__Items listed in a dataset__.

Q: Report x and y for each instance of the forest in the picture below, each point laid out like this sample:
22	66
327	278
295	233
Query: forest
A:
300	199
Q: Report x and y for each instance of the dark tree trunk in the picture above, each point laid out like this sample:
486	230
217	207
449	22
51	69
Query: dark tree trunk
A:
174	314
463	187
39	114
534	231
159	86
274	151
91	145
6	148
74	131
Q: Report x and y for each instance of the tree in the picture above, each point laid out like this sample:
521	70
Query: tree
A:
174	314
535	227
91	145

__PROBLEM STATEMENT__. Repeat the records above in full, character for character.

__ANSWER__.
Q: Report x and y for each instance of the forest in the picture below, each point laid out like this sample:
22	66
327	278
295	233
Query: forest
A:
300	199
Q: Report x and y for each instance of the dark tree trunk in the picture above, each point laid out like this sample:
486	230
217	207
449	22
51	69
Query: dark tree trunk
A:
174	314
463	187
39	114
534	231
159	86
274	151
91	145
6	148
74	131
Q: Report x and y for each instance of the tree in the picture above, each point laid out like this sample:
521	70
Query: tree
A:
174	314
535	227
91	145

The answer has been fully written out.